WORK TO COMPLETE » Revise the part of the material that opens with the line containing "Every instance of the <item>rear" and closes with the line containing "138), (338, 138)]" by putting "back wheel" in place of "rear wheel", with all else unchanged. Return only those lines.

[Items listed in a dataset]
>> Start
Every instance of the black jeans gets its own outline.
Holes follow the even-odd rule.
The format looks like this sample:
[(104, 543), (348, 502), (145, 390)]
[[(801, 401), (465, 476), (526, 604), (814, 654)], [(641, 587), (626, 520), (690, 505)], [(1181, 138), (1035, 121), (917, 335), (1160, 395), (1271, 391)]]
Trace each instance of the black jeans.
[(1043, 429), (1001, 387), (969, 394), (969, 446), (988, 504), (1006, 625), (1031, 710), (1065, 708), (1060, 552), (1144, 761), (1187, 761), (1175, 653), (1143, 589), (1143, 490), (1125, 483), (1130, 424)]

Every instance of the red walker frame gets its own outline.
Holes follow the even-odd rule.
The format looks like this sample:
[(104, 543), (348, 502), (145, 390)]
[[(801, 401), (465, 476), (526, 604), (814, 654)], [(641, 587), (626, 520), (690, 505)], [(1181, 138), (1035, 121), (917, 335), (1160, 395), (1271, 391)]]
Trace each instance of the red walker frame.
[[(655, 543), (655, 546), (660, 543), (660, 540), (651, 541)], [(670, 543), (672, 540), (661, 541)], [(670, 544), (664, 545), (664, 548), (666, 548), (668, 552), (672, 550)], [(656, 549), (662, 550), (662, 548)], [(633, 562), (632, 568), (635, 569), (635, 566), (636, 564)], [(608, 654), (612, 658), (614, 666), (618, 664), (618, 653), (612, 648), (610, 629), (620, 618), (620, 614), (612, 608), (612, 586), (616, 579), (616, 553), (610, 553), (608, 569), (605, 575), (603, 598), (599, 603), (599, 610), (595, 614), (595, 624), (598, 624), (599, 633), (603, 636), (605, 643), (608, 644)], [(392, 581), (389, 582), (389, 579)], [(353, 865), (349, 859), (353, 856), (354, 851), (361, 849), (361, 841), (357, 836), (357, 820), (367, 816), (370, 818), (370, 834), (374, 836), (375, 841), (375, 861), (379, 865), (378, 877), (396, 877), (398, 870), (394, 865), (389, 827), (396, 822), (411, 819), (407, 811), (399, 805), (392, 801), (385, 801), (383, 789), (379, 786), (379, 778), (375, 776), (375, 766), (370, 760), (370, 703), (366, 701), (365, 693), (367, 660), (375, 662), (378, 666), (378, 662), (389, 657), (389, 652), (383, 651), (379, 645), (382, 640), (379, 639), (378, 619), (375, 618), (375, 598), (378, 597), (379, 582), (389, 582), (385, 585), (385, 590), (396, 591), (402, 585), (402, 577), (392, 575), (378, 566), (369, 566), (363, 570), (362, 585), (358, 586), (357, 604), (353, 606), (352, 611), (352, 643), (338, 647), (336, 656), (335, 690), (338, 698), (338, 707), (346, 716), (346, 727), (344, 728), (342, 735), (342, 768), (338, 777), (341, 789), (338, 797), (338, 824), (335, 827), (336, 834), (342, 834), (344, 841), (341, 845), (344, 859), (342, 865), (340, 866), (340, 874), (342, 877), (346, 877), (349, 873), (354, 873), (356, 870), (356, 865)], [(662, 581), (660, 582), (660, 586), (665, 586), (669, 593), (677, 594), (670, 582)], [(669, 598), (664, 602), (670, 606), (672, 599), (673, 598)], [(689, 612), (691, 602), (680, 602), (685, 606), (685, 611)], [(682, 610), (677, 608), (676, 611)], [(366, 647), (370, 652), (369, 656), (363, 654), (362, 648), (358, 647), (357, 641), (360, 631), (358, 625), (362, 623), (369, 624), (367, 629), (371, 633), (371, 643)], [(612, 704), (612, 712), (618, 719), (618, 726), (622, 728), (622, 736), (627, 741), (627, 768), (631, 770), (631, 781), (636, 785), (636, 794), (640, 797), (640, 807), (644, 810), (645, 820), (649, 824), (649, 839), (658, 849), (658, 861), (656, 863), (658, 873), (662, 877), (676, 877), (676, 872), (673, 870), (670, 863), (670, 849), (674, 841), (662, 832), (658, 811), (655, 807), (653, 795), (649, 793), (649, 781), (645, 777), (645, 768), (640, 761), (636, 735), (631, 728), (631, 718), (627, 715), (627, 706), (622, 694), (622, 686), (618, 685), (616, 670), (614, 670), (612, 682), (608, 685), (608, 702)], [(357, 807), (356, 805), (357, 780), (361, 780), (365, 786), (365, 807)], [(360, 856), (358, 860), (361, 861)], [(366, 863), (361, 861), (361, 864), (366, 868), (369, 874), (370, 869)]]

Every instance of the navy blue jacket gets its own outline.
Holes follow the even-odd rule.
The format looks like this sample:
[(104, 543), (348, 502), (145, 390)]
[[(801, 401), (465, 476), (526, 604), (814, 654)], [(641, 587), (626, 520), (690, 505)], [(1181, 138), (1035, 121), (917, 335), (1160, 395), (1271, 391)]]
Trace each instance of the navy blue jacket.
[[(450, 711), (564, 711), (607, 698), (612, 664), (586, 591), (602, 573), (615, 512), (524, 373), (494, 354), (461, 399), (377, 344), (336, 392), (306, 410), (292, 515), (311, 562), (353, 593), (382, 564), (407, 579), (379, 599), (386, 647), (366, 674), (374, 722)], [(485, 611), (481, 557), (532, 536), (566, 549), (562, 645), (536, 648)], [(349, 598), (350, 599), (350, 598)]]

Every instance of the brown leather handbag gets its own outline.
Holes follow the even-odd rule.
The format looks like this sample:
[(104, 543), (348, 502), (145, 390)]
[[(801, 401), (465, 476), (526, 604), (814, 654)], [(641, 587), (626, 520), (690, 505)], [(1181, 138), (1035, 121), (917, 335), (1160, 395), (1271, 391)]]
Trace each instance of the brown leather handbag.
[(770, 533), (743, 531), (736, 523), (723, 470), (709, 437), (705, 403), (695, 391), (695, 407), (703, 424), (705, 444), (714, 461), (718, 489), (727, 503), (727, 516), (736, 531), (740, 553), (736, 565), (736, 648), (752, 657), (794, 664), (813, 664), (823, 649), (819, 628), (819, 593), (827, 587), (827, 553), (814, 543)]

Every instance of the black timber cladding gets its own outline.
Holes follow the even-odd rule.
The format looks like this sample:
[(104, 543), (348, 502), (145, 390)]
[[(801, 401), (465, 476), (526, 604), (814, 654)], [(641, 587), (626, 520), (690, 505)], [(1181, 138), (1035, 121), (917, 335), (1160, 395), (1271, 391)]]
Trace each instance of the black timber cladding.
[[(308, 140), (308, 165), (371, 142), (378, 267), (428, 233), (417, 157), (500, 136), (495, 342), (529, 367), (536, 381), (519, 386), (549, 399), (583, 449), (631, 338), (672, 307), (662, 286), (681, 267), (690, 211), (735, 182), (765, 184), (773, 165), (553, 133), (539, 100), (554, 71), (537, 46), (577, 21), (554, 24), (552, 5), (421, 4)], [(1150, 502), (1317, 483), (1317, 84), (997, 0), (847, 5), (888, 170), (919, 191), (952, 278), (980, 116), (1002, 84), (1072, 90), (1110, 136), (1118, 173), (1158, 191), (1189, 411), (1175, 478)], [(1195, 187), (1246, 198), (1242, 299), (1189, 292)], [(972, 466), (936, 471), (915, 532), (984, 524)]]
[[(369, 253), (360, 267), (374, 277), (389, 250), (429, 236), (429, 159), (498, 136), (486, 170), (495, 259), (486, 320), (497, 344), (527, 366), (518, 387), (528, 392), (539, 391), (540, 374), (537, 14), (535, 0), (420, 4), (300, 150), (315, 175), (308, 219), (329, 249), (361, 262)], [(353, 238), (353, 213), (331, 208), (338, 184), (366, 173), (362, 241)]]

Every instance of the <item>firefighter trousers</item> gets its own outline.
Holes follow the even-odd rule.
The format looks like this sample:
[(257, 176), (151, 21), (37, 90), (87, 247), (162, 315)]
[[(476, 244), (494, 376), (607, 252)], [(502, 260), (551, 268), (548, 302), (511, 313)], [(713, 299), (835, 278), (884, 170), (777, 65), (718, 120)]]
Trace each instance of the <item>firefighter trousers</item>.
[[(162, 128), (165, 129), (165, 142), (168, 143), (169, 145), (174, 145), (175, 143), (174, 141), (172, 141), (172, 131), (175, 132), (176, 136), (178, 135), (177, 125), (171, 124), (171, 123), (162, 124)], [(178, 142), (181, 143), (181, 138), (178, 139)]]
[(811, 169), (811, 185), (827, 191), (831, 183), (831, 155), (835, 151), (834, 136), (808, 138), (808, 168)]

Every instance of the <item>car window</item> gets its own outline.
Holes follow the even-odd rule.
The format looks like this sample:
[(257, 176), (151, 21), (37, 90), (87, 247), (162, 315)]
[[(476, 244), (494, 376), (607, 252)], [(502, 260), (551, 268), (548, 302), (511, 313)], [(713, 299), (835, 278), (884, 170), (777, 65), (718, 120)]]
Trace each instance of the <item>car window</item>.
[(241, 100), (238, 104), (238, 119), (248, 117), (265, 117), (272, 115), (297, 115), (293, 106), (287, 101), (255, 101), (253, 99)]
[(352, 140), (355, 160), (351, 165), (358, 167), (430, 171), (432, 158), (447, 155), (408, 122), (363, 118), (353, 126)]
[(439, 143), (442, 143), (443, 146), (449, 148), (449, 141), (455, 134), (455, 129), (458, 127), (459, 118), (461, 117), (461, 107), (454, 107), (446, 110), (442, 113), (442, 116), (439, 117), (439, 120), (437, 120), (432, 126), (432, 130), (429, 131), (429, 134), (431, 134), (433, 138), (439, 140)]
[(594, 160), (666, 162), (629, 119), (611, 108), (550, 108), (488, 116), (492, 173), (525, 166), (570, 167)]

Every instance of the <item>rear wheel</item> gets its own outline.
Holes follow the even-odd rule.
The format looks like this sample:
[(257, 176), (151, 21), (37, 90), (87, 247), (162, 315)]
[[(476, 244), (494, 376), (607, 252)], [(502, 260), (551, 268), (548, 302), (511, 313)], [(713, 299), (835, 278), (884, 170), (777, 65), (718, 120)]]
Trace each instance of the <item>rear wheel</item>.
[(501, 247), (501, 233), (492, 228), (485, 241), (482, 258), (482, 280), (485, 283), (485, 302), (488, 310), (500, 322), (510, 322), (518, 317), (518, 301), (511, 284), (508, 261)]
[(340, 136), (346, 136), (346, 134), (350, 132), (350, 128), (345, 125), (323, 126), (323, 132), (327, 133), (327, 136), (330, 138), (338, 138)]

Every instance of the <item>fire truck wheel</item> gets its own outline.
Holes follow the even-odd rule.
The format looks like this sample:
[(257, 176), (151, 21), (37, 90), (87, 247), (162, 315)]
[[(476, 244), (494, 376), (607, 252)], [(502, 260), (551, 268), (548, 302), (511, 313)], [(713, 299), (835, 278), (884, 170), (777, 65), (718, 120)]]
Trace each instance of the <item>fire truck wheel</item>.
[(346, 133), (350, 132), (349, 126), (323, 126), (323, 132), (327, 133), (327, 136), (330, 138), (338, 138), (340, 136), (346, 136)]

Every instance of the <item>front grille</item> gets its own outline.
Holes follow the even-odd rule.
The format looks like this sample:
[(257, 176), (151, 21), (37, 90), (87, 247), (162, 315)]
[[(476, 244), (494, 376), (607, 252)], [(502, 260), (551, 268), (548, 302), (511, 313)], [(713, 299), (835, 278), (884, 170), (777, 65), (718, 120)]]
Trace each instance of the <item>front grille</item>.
>> End
WRITTEN SOLUTION »
Every instance of the <item>back wheel</item> gets its own outline.
Holes follow the even-odd rule.
The format looks like this sample:
[(257, 176), (151, 21), (37, 90), (87, 247), (162, 315)]
[[(476, 244), (494, 376), (607, 252)], [(502, 260), (551, 268), (548, 302), (511, 313)], [(713, 299), (835, 278), (884, 170), (777, 65), (718, 120)]]
Trace each instance of the <item>back wheel</item>.
[(501, 247), (501, 233), (492, 228), (485, 241), (482, 258), (482, 280), (485, 283), (485, 302), (488, 310), (500, 322), (510, 322), (518, 317), (518, 301), (511, 284), (508, 261)]
[(340, 136), (346, 136), (346, 134), (350, 132), (350, 128), (345, 125), (323, 126), (323, 132), (327, 133), (327, 136), (330, 138), (338, 138)]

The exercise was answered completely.